§ **Task requirements**
**a.** Output the NLP course forum thread word for word, everything from "I am working" down to "has no len()".
**b.** Answer these about the NLP course forum thread:
(i) Which notebook is the poster asking about learning rates working through?
(ii) How much RAM does the system of the poster building a German language model have?
(iii) In the movie review dataset, what range do the ratings in the third column fall within?
**c.** Resume the NLP course forum thread after its last post, writing what comes next.
-------- Text section --------
A Code-First Introduction to Natural Language Processing 2019

I am working with the lesson 7 notebooks on translation and natural text generation. I was wondering if anyone has had some success saving a trained model and using that for inference. I am running into the ff errors/roadblocks and would like if someone can point me in the right direction.

  1. Error loading saved model on CPU - Error message “ AttributeError: Can’t get attribute 'seq2seq_loss ’”, seq2seq_loss is the loss function specified in the notebook i’m running. Note: I can load the saved model on a GPU successfully.
  2. Prediction error - After i use the add_test function to add new data to the learner, i am a little confused on how to proceed with the prediction. I used the pred_acts function from the notebook with dataset type set to Test but it returns this error “ TypeError: object of type ‘int’ has no len()

#Disclaimer - i’m a newbie so i may not have tried some ‘obvious’ solutions. Thanks in advance

@rachel @jeremy

Finding learning rates for training the imdb classifier. I am currently working through notebook 5-nn-imdb.ipynb. When Jeremy creates the classifier for the imdb movie reviews he is using rather complicated formulas for the learning rates.

I think he is using slice because we want the first layer be training with a smaller learning rate than the last layers.

The first learning rate can be found using lr_find(). But how would I find the lr for freeze_tor(-2), freeze_to(-3), etc.?

1 Like

You’d do the freeze first then call lr_find().

1 Like

You mean do:

find best learning rate
find best learning rate again
… ?

Yes, you do the standard learn.lr_find() learn.recorder.plot() and pick

1 Like

Generating a German language-model, the way Jeremy does for Turkish language. After watching the lecture videos, I was curious to build my own language model for German. I have followed the steps but set language to “de” when downloading the wiki sites.

Nevertheless this line throws an error: MemmoryError: (I have watched the processes with the top on the terminal and the jupyter process never ran over 50% memory usage).
My system has 32GB RAM. (GPU RAM was not used at this stage)

The error occurs after the progresbar finishes. Any idea where to dig deeper to find the error?

I found in NLP lectures that we are using x[:, i] as input instead of x[i] when we want to predict the next number, though, numbers are arranged in x[i] order. Why are we doing so?lesson7-human-numbers%20ipynb%20-%20Colaboratory

Hi @rachel,

I was going through the chapter on seq2seq translation.
I wanted to request you to upload the final ‘questions_easy.csv’ (which is used to creating the final databunch) to the S3 datalake where fastai has hosted all the other datasets.

The problem is creating the datasets uses a lot of resources. I have tried running it on Colab and a couple of other machines but wasn’t able to. It would be tremendously helpful if the ready dataset is hosted somewhere.

Thanks in advance.
Thank you for the wonderful course as well!


1 Like

A post was split to a new topic: Remote NLP Study Group Saturdays at 8 AM PST, starting 12/14/2019

Hi i downloaded a sentiment analysis dataset, a movie review dataset.
The structure of dataset is like this:
1st column: Movie ID
2nd column: movie review (text in english)
3rd column: ratings (numbers in decimal from 0 to 5)

so to predict the rating this has to be a tabluar model but for the model to interpret what the review means, another language model has to created and has to be used with the tabular data.

How do i do that ?
-------- Dataset rows --------
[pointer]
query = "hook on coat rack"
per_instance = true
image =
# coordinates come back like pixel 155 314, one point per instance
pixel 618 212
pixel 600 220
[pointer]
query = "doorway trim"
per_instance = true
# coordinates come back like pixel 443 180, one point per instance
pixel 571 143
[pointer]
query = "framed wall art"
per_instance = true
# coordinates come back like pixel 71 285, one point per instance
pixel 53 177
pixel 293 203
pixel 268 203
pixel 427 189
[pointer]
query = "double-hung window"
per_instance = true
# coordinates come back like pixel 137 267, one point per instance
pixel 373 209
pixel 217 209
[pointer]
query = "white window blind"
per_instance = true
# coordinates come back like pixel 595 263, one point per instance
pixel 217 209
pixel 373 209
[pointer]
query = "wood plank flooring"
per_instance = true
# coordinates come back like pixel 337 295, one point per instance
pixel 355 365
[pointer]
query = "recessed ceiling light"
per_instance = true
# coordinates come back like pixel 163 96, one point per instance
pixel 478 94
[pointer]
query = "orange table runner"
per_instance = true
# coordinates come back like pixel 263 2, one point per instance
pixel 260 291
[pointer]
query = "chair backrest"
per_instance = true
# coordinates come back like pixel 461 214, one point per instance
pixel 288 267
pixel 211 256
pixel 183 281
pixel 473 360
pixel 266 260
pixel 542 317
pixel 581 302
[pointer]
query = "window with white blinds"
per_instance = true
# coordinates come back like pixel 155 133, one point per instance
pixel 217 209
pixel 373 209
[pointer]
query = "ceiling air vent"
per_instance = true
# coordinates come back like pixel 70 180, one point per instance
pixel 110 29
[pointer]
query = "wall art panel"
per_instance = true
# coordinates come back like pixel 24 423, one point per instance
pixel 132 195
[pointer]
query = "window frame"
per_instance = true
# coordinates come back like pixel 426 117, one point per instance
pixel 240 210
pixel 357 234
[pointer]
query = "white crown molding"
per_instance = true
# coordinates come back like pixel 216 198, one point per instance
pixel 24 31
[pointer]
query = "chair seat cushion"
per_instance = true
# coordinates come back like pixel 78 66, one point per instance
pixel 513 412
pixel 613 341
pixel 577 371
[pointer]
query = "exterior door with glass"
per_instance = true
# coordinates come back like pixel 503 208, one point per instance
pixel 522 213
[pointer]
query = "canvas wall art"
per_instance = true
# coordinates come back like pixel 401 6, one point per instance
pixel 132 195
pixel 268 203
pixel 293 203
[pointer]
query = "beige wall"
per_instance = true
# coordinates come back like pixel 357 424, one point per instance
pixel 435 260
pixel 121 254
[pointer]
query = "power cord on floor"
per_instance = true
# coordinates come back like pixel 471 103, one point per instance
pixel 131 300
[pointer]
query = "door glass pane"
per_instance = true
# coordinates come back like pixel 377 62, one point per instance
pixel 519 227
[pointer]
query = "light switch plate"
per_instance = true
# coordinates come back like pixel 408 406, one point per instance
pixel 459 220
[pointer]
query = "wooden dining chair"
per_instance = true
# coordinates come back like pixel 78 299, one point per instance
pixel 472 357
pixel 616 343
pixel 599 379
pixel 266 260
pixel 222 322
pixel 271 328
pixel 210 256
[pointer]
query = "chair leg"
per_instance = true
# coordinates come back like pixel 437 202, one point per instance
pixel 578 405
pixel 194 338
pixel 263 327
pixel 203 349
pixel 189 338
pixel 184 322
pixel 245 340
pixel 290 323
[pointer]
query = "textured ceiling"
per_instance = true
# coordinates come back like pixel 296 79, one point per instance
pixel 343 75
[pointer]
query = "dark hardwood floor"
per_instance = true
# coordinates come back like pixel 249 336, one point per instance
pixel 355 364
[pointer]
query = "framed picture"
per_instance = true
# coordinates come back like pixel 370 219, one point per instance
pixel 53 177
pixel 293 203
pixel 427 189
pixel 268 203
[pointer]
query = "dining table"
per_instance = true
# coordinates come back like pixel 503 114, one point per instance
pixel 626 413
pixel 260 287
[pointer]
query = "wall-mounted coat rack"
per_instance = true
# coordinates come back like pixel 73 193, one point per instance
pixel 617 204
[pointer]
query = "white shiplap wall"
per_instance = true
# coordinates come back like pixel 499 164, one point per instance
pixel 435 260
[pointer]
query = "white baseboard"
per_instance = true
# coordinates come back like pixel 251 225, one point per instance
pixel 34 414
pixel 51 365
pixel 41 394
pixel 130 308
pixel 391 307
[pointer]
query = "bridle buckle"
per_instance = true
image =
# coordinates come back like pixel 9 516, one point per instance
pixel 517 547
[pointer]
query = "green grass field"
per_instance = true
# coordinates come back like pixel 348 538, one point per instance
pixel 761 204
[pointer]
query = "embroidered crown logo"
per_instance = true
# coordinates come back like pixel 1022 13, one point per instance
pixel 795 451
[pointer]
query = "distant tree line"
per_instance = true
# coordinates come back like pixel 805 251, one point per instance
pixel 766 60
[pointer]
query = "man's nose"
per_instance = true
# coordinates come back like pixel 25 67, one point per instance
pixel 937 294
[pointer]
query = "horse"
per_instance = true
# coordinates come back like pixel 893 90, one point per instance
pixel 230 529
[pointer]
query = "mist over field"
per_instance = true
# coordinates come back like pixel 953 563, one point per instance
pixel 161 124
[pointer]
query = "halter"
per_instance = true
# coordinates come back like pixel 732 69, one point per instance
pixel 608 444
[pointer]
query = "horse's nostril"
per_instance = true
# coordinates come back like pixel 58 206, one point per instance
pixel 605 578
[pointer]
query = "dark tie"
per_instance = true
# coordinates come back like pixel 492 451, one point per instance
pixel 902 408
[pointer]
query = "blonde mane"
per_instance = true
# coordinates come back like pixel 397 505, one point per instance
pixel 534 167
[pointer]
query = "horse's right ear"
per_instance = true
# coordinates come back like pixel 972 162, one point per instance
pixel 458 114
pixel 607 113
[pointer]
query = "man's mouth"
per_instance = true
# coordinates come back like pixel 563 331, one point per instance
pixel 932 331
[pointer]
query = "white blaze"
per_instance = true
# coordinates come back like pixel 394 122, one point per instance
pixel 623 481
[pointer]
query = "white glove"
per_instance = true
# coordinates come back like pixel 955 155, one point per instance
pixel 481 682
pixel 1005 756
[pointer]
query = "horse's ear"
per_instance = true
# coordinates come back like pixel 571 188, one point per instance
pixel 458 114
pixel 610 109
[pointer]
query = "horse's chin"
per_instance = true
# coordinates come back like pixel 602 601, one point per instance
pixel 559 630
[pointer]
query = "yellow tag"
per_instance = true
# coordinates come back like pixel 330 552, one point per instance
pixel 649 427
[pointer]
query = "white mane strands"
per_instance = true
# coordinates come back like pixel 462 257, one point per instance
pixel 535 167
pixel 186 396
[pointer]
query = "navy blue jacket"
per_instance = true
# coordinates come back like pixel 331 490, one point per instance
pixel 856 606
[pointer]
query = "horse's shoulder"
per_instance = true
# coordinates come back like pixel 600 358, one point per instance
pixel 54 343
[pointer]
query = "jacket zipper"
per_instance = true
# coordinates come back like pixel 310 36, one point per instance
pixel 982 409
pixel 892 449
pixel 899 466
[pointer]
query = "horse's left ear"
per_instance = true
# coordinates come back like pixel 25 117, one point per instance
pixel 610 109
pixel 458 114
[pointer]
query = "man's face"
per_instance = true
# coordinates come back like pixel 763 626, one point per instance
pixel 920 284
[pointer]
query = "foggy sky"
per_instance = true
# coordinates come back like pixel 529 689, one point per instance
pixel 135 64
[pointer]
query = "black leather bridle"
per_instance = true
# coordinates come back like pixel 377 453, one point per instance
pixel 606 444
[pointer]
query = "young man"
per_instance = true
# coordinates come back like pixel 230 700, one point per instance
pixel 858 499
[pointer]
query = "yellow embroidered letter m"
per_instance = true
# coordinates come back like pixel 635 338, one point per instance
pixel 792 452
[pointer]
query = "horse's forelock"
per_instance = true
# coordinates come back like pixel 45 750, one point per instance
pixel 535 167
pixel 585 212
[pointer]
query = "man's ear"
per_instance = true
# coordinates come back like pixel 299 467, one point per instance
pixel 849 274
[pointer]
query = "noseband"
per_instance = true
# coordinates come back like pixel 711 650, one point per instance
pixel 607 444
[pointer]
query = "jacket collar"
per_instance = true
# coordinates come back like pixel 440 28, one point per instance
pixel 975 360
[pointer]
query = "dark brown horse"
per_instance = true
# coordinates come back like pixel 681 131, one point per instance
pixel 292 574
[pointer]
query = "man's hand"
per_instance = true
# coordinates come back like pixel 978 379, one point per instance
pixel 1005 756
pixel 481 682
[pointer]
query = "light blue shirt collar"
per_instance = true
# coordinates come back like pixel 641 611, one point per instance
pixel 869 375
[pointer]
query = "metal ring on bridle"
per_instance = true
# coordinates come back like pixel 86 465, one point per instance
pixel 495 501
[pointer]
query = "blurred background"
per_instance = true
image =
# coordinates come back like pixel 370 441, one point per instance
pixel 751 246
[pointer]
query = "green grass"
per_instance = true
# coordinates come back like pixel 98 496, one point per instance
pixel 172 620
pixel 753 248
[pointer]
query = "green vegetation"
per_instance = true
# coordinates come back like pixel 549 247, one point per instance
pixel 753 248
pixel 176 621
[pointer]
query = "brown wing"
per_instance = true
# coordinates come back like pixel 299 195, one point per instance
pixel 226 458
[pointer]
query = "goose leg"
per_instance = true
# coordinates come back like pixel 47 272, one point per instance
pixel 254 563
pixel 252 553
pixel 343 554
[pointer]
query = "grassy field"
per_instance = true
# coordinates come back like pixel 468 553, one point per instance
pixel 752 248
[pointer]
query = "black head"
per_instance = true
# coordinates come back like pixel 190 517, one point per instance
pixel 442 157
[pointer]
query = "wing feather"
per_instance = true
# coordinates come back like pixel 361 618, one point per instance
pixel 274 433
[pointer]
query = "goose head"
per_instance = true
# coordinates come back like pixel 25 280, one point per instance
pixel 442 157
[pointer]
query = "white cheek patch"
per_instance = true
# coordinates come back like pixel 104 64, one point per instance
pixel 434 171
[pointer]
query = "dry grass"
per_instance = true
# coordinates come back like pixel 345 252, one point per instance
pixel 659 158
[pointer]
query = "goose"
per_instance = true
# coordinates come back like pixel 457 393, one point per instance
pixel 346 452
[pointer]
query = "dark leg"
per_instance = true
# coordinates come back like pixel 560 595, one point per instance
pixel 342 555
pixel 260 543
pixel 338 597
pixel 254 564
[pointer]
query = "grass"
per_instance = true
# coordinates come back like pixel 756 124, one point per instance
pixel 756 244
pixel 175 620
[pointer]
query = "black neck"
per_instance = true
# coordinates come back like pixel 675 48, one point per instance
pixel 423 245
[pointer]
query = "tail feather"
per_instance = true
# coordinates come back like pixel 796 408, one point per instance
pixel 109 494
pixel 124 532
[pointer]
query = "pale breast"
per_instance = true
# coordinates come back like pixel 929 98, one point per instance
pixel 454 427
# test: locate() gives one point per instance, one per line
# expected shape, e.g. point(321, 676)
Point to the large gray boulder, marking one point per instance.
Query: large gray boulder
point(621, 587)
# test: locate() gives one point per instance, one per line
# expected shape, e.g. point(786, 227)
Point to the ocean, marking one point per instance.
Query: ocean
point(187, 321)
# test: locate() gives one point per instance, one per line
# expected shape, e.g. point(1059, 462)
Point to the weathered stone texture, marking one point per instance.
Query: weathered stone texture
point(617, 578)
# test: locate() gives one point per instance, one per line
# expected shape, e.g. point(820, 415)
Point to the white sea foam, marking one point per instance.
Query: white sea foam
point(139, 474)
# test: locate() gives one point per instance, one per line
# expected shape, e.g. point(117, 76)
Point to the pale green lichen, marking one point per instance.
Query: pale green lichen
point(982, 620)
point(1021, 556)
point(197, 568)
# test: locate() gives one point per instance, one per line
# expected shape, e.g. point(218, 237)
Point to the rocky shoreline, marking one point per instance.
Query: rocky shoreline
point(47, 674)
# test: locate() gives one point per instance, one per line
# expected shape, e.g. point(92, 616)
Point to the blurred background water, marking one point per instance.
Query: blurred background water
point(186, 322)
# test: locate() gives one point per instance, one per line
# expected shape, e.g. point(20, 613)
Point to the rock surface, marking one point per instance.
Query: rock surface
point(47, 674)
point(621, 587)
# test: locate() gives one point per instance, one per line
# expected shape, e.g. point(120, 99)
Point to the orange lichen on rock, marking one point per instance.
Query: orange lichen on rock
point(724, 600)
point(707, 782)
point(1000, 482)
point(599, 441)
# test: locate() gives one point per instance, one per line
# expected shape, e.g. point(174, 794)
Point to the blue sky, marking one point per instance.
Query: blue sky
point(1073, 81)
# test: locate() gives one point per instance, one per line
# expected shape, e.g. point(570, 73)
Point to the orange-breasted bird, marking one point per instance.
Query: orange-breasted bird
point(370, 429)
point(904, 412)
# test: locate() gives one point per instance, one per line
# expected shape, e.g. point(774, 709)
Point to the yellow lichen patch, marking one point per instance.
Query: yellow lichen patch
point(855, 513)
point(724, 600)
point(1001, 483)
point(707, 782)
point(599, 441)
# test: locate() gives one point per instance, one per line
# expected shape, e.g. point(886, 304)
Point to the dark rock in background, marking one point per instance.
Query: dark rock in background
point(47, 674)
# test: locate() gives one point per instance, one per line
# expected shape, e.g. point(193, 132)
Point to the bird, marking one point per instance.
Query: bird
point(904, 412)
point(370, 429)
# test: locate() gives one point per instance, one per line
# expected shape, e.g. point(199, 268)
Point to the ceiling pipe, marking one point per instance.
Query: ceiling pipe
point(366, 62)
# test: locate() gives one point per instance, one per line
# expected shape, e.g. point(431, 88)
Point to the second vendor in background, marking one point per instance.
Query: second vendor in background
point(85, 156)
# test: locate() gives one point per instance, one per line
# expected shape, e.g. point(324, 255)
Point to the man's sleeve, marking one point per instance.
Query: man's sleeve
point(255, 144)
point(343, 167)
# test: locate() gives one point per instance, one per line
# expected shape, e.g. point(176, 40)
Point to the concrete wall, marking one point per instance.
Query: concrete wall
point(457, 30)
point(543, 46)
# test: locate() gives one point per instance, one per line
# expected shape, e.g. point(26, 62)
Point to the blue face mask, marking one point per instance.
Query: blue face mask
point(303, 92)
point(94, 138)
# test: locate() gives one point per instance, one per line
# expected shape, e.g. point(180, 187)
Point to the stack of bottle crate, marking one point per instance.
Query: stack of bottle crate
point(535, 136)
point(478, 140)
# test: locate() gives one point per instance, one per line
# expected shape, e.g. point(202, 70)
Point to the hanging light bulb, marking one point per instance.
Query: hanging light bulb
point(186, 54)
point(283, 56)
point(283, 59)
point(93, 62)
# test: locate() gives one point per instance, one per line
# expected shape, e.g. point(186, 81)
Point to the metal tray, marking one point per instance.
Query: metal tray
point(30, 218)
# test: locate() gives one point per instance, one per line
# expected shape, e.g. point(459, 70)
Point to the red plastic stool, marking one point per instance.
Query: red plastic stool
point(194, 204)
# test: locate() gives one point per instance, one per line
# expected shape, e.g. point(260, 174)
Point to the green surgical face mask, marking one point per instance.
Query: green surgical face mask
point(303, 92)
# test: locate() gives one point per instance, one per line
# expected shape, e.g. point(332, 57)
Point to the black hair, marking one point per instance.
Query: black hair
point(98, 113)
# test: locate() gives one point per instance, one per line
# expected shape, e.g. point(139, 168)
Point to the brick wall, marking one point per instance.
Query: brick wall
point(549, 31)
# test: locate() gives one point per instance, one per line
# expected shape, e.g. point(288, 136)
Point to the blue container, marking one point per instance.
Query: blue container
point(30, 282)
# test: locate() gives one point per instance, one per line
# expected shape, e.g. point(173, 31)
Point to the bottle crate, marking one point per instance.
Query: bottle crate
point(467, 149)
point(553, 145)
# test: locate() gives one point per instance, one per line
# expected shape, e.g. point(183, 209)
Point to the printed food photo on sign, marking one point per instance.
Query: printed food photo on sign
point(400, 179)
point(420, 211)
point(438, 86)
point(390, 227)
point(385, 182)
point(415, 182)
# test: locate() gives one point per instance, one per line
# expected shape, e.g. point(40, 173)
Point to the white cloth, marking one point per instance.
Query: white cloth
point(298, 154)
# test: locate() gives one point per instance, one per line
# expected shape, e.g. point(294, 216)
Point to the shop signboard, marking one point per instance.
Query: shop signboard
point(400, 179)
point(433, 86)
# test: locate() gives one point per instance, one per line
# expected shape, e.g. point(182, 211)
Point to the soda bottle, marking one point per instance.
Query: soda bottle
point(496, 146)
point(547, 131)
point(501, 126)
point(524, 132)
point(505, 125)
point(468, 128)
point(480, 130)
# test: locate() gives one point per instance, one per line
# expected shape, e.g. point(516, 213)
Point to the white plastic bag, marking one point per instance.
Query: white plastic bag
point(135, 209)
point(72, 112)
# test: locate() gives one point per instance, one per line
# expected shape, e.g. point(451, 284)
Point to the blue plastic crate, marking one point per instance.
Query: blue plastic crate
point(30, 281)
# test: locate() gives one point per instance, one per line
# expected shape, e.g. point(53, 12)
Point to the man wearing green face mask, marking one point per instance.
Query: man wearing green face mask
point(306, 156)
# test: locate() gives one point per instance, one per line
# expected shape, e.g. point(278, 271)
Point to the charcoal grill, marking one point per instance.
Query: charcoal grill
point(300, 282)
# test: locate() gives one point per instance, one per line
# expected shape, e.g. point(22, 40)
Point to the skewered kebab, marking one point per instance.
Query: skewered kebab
--------
§ **Answers per task**
**a.**
I am working with the lesson 7 notebooks on translation and natural text generation. I was wondering if anyone has had some success saving a trained model and using that for inference. I am running into the ff errors/roadblocks and would like if someone can point me in the right direction.

  1. Error loading saved model on CPU - Error message “ AttributeError: Can’t get attribute 'seq2seq_loss ’”, seq2seq_loss is the loss function specified in the notebook i’m running. Note: I can load the saved model on a GPU successfully.
  2. Prediction error - After i use the add_test function to add new data to the learner, i am a little confused on how to proceed with the prediction. I used the pred_acts function from the notebook with dataset type set to Test but it returns this error “ TypeError: object of type ‘int’ has no len()

**b.**
(i) 5-nn-imdb.ipynb
(ii) 32GB
(iii) From 0 to 5, as decimal numbers

**c.**
Hi @AjayStark, have a look at @quan.tran’s helpful post & github on mixed tabular & text, it worked well for me:


Hii, Thank you. I’ll Look into it :smiley:

Hi @AjayStark ,

If the task is just sentiment analysis that can be done using only the text_classifier.
The example below is an example of if you have both text as well as tabular data.

For sentiment analysis there are two possible ways you can achieve this:
(a) Classification:
You can treat each rating as a separate category. So the categories you will have are 0,1,2,3,4,5. And you can train a simple classifier. Comparing this to the example from Jeremy’s course. In the course, there were two classes: pos and neg. You have 6 classes here.

(b) Regression:
Instead of treating the ratings as separate classes you can treat them as a continuum. This is covered in bits and pieces/ inspired from the fastai.collab module. First, let’s see what’s happening in the collab module. The concept of ratings can be adopted directly. If the ratings are between 0-5 we first normalize them to 0-1. The main difference comes here, instead of training using the CrossEntropy loss which is used for classification tasks, the MSE loss function is used. The same can be done here.
You can check out the implementation of the collab module that you need to look at here. Checkout how the y_range is being used for the normalization.

So you take a text_classifer module, normalize the ratings. One point to add here is Jeremy in his lectures mentions from practical experience when using ratings between 0-5 normalize them between 0-5.5 because it’s a bit tricky for the model to predict values at the extremities. Then use the MSELoss to train the module.

Hope this helps.

EDIT: I’ve never experimented with sentiment analysis. Thus I cannot say which approach will work better. In my opinion having been through Jeremy’s course I think MSE loss should work better. However expeirments should be relied upon rather than intuition.

1 Like

:sunny: Notice of Serendipity If You Want To Learn NLP!:sunny:

Here’s a great opportunity if you plan to participate in the upcoming TWiML AI x Fastai Study Group for the course A Code-first Introduction to Natural Language Processing.

This Saturday, we will begin a three-week introduction to NLP from Lesson 12 of Deep Learning From the Foundations. Though not a required prerequisite, for the Fastai NLP course, these three sessions should provide a great introduction to and overview of NLP!

Time: 8:30 AM Pacific Time on Saturdays Nov 23rd, Nov 30th, and Dec 7th.
Place: In this Zoom chatroom.

Stay tuned on this channel for an announcement the details of this Saturday’s meeting!

The TWiML AI x Fastai NLP Study Group will meet Saturdays, beginning Dec. 14th, at 8:00 AM, a week after completion of the 3-part mini-review.

1 Like

Issue: Preemptible GCP instances

I’m a complete beginner to ML ( and programming, sort of), and am doing this course.
I am using GCP free credits, preemtible instance as per the instructions in the fastai documentation.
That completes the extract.